Document section -
★ ★ ★

The google cloud documentation (see Binary data in prediction input) states:
Your encoded string must be formatted as a JSON object with a single
key named b64. The following Python example encodes a buffer of raw
JPEG data using the base64 library to make an instance:
{"image_bytes":{"b64": base64.b64encode(jpeg_data)}}
In your TensorFlow model code, you must name the aliases for your
input and output tensors so that they end with '_bytes'.
I would like to understand more about how this process works on the google cloud side.
Is the ml-engine automatically decoding any content after the "b64"
string to byte data?
When the request has this nested structure, does it only pass in the
"b64" section to the serving input function and remove the
"image_bytes" key?
Is each request passed individually to the serving input function or
are they batched?
Do we define the input output aliases in the ServingInputReceiver returned by the serving input function?
I have found no way to create a serving input function which uses this nested structure to define the feature placeholders. I only use "b64" in mine and I am not sure what the gcloud ml-engine does on receiving the requests.
Additionally when predicting locally using gcloud ml-engine local predict
, sending the request with the nested structure fails, (unexpected key image_bytes as it is not defined in the serving input function). But when predicting using gcloud ml-engine predict
, sending requests with the nested structure works even when the serving input function contains no reference to "image_bytes". The gcloud predict also works when leaving out "image_bytes" and passing in just "b64".

★ ★ ★

Given entries -
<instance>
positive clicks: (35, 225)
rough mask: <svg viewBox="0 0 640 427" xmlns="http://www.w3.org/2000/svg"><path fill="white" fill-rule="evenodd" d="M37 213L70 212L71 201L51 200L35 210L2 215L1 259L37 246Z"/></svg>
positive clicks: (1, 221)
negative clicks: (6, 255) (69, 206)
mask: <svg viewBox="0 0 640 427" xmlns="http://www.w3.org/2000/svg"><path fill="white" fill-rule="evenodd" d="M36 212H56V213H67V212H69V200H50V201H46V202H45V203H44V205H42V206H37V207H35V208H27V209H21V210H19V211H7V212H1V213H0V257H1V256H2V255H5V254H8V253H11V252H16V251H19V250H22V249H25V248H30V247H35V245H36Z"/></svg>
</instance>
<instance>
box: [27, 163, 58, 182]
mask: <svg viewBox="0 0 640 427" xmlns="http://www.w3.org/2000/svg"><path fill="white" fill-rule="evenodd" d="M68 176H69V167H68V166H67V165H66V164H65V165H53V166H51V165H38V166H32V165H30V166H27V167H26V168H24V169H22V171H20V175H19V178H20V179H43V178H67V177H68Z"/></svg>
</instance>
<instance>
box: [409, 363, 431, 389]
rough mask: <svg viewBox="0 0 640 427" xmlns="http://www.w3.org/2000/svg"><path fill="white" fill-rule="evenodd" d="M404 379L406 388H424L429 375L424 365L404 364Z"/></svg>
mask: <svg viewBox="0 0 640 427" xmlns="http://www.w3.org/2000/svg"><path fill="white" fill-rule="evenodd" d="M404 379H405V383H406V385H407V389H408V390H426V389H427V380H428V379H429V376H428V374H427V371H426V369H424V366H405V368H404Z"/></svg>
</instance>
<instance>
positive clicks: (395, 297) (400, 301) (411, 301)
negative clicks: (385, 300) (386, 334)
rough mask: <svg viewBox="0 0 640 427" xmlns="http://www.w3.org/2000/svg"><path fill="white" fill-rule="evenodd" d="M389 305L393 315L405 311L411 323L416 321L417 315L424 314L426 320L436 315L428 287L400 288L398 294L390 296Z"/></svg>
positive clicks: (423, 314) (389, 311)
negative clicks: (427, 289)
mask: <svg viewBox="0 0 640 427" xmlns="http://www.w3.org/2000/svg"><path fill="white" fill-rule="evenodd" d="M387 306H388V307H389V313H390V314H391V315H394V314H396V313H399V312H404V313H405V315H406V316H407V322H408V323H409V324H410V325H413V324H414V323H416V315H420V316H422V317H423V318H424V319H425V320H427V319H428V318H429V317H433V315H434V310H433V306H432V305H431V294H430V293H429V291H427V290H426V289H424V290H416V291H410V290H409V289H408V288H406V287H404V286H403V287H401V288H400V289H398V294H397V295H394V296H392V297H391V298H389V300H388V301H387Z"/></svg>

★ ★ ★

Task 1 - List every sentence in the post about base64-encoded input to Google Cloud ML Engine that ends with a question mark.
Task 2 - Continue the post about base64-encoded input to Google Cloud ML Engine from its last sentence.

Written answer 1 -
1. Is the ml-engine automatically decoding any content after the "b64" string to byte data?
2. When the request has this nested structure, does it only pass in the "b64" section to the serving input function and remove the "image_bytes" key?
3. Is each request passed individually to the serving input function or are they batched?
4. Do we define the input output aliases in the ServingInputReceiver returned by the serving input function?

Written answer 2 -
An example serving input function
def serving_input_fn():
feature_placeholders = {'b64': tf.placeholder(dtype=tf.string,
shape=[None],
name='source')}
single_image = tf.decode_raw(feature_placeholders['b64'], tf.float32)
inputs = {'image': single_image}
return tf.estimator.export.ServingInputReceiver(inputs, feature_placeholders)
I gave the example using images but I assume the same should apply to all types of data sent as bytes and base64 encoded.
There are a lot of stackoverflow questions which contain references to the need to include "_bytes" with snippets of information, but I would find it useful if someone could explain a bit more in detail whats going on as then I wouldn't be so hit and miss when formatting requests.